# PROBLEMS TO WORK ON
[A] In the baby-names article below, what middle name did the Zurich court suggest in place of "J"?
[B] Using the baby-names article below, decide whether each of these statements agrees with it, and support each yes or no with the deciding words, quoted exactly: (i) New Jersey bans names that contain numerals. (ii) The Zurich court issued its ruling in 2019. (iii) The couple intended "J" as a tribute to the girl's grandparents.
[C] Carry the baby-names article below onward from the point at which it ends.

** start DOCUMENT TEXT **

In the U.S., parents are given a lot of leeway when it comes to naming their children. New Jersey only bans names that include obscenities, numerals, or symbols, so the Campbells were totally in the clear when naming their children Adolf Hitler and JoyceLynn Aryan Nation. And no one could stop Penn Jillette from naming his daughter Moxie Crimefighter.
Other parts of the world aren’t as liberal when it comes to baby-naming. In 2017, the Swiss court in Zurich ruled against a couple who wanted to use “J” as one of their daughter’s middle names, as a tribute to her great-grandparents, Johanna and Josef. Their reasoning for the objection? That it wouldn’t be in the best interest of the child and that others would be prompted to put a period after the name when it wasn’t an abbreviation. (The court suggested the much-more-acceptable "Jo" instead.) Here are 37 examples of baby names that, for one reason or another, were deemed unfit for a birth certificate.
Table Of Contents
- 1. Nutella
- 2. Akuma (Devil)
- 3. Anal
- 4. Gesher (Bridge)
- 5. Talula Does the Hula From Hawaii
- 6. Osama Bin Laden
- 7. Robocop
- 8. Chief Maximus
- 10. @
- 11. Circuncisión
- 12. and 13. Harriet and Duncan
- 14. Metallica
- 15. Chow Tow (Smelly Head)
- 16. Linda
- 17. Sex Fruit
- 18. Monkey
- 19. Venerdi (Friday)
- 20. Nirvana
- 21. Fraise (Strawberry)
- 22. “.” (Full Stop)
- 23. Sarah
- 24. Prince William
- 25. Mini Cooper
- 26. IKEA
- 27. Hermione
- 28. Fish and Chips (for Twins)
- 29. Spinach
- 30. Cyanide
- 31. 007
- 32. Griezmann Mbappé
- 33. Messi
- 34. and 35. Ambre (for a Boy) and Liam (for a Girl)

** end DOCUMENT TEXT **
** start RECORDED INFORMATION **

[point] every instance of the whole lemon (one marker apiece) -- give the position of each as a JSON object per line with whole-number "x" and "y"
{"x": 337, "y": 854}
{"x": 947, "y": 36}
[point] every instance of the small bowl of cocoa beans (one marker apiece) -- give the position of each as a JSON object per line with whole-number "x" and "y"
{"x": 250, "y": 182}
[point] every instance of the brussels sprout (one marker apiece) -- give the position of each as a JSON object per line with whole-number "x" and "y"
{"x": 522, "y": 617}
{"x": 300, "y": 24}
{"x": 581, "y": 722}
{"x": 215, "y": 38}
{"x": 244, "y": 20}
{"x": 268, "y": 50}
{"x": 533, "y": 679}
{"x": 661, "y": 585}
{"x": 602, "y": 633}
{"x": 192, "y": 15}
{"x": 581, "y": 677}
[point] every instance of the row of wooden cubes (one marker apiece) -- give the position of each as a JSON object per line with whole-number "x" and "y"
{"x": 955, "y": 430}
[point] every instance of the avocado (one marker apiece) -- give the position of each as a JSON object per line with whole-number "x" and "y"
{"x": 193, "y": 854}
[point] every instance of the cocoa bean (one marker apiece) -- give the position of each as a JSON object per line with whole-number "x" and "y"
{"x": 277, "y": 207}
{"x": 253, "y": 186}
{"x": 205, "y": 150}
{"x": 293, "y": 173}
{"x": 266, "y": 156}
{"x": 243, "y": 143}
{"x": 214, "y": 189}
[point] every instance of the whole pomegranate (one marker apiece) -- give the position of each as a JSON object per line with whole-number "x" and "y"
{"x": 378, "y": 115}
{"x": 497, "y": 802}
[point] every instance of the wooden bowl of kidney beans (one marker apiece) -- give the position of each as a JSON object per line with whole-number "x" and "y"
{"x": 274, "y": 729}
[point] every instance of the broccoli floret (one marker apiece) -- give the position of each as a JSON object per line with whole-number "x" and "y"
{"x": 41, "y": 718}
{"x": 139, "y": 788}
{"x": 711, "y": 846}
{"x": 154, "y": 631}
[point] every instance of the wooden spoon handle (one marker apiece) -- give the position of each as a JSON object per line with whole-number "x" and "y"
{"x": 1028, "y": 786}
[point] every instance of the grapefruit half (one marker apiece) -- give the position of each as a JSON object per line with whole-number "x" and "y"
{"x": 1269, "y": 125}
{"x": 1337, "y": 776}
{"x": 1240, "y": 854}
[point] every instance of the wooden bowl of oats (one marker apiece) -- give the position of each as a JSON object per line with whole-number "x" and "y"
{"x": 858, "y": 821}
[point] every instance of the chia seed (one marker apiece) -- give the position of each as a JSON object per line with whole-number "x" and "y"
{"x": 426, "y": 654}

** end RECORDED INFORMATION **

# ANSWERS GIVEN
[A] "Jo"

[B]
(i) Yes: "New Jersey only bans names that include obscenities, numerals, or symbols"
(ii) No: "In 2017, the Swiss court in Zurich ruled against a couple"
(iii) No: "as a tribute to her great-grandparents, Johanna and Josef"

[C]
- 36. III
- 37. Blu
In 2015, a French couple apparently wanted to name their daughter Nutella because they hoped she could emulate the sweetness and popularity of the chocolate spread. One French judge wasn’t having it, and insisted that the name could only lead to “mockery and disobliging remarks.” It was ruled that the child’s name be shortened to the considerably more conventional-sounding “Ella.”
2. Akuma (Devil)
The case of baby Akuma, which means devil in Japanese, stirred such a frenzy in the early 1990s that it even caught the attention of the prime minister’s cabinet. The justice minister at the time spoke out against the government intervention, saying, “It is not appropriate to instruct parents to change children’s names without legal basis.” Regardless, naming your child devil eventually became illegal in Japan.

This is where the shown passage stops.